Exercise requirements: Pick out each line in the items below that contains the word "wooden" and copy it. Case counts.

##############################

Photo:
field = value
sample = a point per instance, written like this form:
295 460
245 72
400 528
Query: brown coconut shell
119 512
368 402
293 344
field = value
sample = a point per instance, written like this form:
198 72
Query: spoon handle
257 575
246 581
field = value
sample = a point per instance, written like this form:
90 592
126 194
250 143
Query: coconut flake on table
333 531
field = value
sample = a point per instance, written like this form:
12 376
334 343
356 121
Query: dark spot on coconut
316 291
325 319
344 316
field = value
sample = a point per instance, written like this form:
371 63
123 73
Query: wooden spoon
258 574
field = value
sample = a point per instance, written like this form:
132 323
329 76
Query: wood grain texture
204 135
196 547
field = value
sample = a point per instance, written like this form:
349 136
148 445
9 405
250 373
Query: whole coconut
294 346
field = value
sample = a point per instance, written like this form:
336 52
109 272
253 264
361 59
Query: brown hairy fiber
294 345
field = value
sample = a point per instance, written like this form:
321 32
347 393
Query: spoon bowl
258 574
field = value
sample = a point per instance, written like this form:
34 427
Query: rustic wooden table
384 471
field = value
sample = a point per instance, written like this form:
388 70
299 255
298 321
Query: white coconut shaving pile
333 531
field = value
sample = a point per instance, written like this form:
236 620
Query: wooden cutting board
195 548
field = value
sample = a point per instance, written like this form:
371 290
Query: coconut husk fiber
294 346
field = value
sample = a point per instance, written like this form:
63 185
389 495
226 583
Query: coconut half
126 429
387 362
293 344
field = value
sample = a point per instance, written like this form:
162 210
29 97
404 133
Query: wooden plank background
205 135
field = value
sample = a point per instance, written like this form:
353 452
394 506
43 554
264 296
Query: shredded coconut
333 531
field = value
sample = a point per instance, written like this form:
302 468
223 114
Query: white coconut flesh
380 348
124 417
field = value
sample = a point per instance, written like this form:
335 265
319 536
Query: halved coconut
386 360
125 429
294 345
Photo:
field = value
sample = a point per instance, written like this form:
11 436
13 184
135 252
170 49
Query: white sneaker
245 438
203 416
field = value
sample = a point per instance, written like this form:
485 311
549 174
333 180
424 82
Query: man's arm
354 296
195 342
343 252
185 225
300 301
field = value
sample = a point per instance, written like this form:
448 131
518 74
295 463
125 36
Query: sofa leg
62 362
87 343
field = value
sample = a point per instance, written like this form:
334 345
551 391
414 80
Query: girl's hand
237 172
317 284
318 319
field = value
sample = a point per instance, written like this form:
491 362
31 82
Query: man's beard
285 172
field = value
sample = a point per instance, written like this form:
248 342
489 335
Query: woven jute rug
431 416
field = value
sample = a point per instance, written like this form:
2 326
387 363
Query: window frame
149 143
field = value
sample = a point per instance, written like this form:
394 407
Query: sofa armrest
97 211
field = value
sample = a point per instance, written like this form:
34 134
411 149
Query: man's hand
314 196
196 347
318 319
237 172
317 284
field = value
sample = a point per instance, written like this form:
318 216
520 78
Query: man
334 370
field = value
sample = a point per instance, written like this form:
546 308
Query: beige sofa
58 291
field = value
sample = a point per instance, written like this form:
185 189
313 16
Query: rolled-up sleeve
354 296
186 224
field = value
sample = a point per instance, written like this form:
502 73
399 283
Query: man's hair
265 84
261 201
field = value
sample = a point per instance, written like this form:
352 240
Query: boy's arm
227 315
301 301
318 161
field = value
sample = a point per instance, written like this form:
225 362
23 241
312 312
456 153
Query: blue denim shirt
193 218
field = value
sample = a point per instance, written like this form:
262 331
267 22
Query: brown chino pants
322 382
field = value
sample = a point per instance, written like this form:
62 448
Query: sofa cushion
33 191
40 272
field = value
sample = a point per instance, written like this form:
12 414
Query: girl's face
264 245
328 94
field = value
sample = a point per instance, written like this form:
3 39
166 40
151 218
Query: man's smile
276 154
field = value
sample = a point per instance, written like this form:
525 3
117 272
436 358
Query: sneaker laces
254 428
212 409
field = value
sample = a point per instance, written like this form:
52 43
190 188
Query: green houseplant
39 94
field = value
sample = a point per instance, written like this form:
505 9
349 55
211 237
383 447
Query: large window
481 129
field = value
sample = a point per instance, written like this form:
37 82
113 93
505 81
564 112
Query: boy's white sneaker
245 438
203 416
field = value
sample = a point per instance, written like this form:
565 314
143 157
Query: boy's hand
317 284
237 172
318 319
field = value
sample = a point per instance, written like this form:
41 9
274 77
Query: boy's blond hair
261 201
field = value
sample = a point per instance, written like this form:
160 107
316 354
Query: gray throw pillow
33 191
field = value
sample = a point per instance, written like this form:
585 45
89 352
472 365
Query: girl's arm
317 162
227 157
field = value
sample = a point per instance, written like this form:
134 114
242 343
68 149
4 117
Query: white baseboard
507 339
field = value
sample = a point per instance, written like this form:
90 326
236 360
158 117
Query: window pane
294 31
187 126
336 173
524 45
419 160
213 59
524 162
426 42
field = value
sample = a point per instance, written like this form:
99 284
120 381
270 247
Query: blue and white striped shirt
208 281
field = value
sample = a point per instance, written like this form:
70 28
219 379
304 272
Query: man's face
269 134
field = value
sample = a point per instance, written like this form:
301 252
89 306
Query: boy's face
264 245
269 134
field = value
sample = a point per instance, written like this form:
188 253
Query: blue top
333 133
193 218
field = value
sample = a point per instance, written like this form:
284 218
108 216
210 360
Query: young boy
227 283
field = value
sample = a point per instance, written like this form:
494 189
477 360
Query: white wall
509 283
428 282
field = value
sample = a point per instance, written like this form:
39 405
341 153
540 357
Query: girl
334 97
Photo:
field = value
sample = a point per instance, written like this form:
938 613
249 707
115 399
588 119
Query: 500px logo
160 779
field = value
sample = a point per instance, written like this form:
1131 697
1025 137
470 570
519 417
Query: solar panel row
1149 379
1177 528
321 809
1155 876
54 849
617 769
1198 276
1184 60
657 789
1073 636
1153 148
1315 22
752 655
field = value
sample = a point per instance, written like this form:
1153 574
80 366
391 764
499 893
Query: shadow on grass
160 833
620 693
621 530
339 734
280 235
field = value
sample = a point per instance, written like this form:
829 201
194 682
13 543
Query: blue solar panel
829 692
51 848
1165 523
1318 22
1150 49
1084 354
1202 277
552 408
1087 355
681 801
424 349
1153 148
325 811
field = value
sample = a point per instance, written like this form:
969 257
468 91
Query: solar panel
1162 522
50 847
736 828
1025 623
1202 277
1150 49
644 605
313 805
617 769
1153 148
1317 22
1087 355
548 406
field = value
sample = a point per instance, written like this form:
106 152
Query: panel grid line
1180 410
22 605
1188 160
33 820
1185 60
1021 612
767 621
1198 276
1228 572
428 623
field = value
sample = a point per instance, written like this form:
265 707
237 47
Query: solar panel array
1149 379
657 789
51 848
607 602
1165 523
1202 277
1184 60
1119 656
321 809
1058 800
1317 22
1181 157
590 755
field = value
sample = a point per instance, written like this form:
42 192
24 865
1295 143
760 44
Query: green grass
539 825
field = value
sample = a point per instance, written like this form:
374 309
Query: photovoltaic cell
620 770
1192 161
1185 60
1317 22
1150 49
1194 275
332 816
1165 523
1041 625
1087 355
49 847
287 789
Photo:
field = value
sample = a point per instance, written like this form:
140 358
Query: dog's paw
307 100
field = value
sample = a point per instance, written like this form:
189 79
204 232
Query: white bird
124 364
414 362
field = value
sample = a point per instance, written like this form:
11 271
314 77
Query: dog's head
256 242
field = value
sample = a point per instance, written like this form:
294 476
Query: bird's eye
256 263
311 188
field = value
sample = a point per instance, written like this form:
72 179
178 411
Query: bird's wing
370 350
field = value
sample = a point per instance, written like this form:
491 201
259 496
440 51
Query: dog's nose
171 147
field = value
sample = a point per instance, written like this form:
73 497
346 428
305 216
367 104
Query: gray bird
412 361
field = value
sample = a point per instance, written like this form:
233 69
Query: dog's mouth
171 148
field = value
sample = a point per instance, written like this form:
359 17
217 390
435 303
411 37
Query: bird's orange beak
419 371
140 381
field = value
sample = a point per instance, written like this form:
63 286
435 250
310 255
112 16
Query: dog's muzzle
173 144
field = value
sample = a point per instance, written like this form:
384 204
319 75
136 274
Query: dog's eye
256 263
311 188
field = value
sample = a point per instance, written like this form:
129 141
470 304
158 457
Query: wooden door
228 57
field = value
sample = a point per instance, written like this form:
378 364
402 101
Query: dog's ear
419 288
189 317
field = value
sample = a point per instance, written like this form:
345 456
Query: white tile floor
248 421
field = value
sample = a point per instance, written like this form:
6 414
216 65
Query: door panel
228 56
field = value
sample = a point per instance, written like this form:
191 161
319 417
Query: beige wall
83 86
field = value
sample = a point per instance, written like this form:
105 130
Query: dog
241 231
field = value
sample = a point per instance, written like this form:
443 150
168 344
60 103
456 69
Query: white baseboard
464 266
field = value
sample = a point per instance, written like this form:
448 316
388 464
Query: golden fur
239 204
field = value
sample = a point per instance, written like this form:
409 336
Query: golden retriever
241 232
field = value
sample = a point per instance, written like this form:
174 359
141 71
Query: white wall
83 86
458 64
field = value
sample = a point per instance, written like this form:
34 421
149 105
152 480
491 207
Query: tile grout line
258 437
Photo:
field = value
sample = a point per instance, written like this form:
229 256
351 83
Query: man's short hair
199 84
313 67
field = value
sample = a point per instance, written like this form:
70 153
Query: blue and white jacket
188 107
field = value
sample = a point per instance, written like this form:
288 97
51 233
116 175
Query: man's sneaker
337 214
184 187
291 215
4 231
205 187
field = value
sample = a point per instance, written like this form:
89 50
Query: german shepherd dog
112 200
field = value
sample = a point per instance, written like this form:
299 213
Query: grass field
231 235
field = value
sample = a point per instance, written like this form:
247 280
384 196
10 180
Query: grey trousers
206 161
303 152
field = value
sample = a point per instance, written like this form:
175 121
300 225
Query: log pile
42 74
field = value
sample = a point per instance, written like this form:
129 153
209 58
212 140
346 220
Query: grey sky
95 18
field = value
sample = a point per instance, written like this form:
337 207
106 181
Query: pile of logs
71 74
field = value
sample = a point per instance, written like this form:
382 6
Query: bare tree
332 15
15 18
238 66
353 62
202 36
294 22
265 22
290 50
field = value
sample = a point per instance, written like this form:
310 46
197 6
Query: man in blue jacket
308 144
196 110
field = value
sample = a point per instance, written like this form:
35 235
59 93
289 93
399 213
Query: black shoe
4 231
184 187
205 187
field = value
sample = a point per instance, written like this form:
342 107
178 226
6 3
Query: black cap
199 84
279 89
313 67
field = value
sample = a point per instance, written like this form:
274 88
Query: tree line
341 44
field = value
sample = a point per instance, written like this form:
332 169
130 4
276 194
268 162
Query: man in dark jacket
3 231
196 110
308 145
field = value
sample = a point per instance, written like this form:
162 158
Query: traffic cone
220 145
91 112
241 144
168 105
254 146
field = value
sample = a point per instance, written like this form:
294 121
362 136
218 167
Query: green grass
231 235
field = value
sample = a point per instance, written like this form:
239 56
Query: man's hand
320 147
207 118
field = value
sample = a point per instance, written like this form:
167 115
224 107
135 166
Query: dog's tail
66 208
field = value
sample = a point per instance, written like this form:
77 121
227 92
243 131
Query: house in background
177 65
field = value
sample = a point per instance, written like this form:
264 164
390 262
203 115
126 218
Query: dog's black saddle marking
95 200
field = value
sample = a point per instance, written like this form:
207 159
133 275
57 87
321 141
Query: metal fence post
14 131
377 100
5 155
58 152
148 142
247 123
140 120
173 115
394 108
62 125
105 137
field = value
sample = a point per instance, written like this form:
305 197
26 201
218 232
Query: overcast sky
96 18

##############################

Answer to the problem:
Query: wooden spoon
Query: rustic wooden table
Query: wooden cutting board
Query: wooden plank background
Query: wooden door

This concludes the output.